(TASKS TO PERFORM)
1 > According to the gold price article below, by about how much have transportation costs for physical gold risen because of the worldwide lockdowns?
2 > Decide whether each statement agrees with the gold price article below, and back each yes or no with the deciding words quoted from it: (a) Spot gold rose 0.2% early on Monday. (b) Gold futures for June delivery fell on the Comex in New York. (c) Joni Teves is a strategist at UBS Investment Bank.
3 > Carry on writing the gold price article below, picking up after its final sentence.

(EXCERPTED TEXT)
UBS says gold price could ‘break the highs’ seen this year
Gold price recovered Monday from last week’s drop as investors keep embracing safe-haven assets during a tumultuous economic environment hit by the covid-19 pandemic.
The logistics of transporting physical gold have also been impacted by the pandemic, with the precious metals industry scrambling to keep the market moving. Transportation costs have surged about 60% as a result of the worldwide lockdowns, increasing the premiums paid for metals.
Spot gold bounced back above the $1,700 an ounce mark early on Monday, rising 0.2% to $1,703.57 as of 2:30 pm EST. Gold futures for June delivery were up 0.6% on the Comex in New York.
UBS Investment Bank strategist Joni Teves believes the price of gold could “break the highs” seen earlier this year, with the scale of the global pandemic and its potential economic fallout driving up demand for safe haven assets like gold.
“Gold is becoming attractive in this environment where uncertainty is very high, growth is expected to weaken, and at the same time you have negative real rates which make gold attractive to hold as a diversifier in investor portfolios,” Teves said.

(DATASET EXTRACT)
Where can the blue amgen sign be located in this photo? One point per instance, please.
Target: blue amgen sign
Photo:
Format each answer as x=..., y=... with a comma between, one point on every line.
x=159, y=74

(ANSWER SECTION)
1 > About 60%.

2 >
(a) Yes: "rising 0.2% to $1,703.57 as of 2:30 pm EST."
(b) No: "Gold futures for June delivery were up 0.6% on the Comex in New York."
(c) Yes: "UBS Investment Bank strategist Joni Teves."

3 >
There is “growing potential” for the gold price to break $1,800 per ounce, said Teves, whose firm has set a target price of $1,790 per ounce.
She added that the recent move in gold has been mostly driven by investor interest, particularly institutional investors.
Last week, the World Gold Council reported that investment demand for gold surged 80% during Q1 2020, highlighting the coronavirus outbreak as the “single biggest factor” influencing demand, even offsetting a sharp decline in consumer activity in the sector.
Large government expenditures to reinvigorate economics hit by covid-19 have raised concerns over the value of currencies relative to real assets in the future.
“Fiat currencies post covid-19 will not be the place to be invested,” said David Lennox, resource analyst at Fat Prophets, referring to government-issued currency that is not backed by a physical commodity.